_Task item_
Where a line in the entries below contains the word "hillside", it counts; give the total by itself.

_Extracted records_
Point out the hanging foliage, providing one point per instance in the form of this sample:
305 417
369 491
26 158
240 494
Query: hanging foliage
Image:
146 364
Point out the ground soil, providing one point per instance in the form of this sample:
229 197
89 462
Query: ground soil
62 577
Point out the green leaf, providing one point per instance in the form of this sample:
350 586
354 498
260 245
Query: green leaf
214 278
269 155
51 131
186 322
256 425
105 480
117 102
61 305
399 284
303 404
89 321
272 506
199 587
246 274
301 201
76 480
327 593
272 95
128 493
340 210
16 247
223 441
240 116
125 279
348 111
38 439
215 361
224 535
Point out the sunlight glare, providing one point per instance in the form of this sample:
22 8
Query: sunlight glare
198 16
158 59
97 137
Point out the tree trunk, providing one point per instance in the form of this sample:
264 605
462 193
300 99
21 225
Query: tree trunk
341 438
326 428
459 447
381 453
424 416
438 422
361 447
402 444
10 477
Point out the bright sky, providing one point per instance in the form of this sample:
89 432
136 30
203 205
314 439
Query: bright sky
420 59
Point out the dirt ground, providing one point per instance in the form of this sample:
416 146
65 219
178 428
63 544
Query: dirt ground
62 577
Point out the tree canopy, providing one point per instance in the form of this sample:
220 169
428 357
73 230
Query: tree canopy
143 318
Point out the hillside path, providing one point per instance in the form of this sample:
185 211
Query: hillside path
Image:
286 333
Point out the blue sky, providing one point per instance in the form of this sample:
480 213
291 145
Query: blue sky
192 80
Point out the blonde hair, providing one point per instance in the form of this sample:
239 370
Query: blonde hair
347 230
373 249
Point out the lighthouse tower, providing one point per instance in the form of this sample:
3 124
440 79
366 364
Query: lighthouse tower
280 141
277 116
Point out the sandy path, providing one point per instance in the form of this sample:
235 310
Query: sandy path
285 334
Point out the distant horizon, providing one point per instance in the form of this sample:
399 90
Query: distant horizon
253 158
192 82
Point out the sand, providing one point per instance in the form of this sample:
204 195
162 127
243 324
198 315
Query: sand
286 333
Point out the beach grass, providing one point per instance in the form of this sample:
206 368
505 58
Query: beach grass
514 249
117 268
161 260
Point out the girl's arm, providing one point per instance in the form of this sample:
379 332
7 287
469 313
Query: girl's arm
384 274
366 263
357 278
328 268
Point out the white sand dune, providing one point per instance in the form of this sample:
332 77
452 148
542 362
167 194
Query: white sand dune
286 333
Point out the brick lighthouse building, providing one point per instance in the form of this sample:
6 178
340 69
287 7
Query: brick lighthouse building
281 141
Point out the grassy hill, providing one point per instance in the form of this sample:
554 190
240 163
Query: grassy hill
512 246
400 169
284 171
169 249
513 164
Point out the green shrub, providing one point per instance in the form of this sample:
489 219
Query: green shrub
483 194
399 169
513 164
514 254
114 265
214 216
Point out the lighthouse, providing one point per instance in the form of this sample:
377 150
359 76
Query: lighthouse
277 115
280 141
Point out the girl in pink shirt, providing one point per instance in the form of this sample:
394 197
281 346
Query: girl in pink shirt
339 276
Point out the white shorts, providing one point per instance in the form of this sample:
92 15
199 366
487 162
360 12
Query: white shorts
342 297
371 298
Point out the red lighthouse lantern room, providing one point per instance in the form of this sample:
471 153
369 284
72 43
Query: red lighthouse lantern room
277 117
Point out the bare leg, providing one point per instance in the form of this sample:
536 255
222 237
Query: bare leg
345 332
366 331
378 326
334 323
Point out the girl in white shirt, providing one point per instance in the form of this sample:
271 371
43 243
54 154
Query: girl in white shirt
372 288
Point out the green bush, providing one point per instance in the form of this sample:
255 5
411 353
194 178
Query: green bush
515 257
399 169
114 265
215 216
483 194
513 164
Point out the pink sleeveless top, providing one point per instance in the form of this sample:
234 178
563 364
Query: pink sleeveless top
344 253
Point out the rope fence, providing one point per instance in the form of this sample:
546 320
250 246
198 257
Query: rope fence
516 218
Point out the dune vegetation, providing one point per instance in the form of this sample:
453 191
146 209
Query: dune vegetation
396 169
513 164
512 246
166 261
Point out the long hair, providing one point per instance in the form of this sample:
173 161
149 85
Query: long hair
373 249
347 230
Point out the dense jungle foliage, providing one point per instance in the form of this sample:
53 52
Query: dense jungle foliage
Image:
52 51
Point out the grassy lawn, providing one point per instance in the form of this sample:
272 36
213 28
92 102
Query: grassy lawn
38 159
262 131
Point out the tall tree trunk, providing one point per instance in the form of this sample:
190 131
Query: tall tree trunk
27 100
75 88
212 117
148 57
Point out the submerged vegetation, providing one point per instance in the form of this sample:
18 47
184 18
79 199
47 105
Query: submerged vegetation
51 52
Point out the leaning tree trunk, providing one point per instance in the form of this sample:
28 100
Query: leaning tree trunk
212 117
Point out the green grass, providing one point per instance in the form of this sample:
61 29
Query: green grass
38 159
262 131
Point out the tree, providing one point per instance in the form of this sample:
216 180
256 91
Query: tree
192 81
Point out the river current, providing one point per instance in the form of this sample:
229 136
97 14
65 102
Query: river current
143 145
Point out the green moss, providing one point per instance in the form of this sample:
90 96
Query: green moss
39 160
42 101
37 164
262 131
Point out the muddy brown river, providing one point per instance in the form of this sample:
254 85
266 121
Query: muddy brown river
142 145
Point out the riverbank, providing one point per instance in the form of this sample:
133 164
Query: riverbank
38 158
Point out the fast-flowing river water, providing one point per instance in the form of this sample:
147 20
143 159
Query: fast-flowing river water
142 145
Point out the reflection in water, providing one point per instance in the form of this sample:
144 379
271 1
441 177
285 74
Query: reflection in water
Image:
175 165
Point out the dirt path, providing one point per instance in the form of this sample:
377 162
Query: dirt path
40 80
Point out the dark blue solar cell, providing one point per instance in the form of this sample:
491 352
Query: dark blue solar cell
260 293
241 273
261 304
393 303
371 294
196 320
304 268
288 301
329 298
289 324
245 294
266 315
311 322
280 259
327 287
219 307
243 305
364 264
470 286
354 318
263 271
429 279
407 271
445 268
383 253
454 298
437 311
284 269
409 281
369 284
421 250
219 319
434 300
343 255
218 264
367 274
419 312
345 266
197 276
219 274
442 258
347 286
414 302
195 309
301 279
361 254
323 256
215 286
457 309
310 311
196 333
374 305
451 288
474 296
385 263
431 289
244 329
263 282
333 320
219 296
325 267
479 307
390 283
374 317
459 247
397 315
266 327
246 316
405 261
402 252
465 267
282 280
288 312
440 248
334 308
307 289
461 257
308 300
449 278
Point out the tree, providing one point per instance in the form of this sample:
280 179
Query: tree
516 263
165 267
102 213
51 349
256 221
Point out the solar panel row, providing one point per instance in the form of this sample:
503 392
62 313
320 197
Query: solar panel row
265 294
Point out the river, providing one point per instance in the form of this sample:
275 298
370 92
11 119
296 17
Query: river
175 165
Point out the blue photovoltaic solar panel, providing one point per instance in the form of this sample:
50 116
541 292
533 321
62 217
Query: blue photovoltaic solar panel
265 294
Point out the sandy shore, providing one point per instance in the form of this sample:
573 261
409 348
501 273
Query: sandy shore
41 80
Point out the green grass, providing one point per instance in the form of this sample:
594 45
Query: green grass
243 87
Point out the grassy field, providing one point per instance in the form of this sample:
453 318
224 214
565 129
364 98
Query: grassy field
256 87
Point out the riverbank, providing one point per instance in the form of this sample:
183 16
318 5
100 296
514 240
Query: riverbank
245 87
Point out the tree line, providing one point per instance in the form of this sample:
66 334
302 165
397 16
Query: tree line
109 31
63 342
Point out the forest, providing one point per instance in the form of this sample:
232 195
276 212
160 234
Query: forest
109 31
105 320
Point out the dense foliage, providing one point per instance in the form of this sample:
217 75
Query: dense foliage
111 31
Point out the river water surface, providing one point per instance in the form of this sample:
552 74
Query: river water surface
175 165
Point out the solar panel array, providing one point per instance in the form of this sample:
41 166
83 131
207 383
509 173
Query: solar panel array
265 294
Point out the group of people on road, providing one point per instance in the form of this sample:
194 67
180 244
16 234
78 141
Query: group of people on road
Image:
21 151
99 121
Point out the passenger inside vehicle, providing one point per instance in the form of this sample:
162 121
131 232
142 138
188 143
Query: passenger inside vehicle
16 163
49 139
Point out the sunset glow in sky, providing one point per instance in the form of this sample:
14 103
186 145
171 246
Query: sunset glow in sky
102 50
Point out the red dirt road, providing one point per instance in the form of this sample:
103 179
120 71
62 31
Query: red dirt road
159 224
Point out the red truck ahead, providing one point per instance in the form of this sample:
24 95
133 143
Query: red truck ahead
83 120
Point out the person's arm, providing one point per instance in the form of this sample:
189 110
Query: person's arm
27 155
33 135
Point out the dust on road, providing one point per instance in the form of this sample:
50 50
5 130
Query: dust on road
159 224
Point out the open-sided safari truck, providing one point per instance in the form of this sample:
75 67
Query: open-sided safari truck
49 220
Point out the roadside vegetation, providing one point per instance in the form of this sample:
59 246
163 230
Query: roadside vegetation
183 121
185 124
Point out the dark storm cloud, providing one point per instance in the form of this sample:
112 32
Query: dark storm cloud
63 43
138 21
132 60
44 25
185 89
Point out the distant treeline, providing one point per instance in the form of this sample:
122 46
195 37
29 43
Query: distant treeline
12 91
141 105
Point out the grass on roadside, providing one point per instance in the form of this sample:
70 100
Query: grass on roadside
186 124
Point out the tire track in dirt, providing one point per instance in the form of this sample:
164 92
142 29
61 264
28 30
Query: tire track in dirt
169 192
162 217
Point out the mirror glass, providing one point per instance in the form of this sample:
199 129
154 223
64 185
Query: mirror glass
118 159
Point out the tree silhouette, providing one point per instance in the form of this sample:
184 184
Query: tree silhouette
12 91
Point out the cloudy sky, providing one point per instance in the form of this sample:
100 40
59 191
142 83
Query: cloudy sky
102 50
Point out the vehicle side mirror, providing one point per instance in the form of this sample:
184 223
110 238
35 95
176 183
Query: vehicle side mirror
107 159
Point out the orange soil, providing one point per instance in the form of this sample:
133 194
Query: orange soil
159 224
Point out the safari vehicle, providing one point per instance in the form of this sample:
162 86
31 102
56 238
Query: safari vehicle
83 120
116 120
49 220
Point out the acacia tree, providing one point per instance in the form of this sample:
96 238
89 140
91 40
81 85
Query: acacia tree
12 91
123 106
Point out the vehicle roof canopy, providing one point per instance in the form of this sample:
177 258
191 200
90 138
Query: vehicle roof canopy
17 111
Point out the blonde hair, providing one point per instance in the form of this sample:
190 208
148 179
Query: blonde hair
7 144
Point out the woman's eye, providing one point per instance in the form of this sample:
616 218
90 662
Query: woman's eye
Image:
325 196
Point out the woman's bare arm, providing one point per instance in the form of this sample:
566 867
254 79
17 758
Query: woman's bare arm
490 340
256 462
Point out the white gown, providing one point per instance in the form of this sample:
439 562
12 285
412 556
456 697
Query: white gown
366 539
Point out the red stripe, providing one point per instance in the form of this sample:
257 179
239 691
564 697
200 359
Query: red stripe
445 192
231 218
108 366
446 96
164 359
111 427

_Response area_
2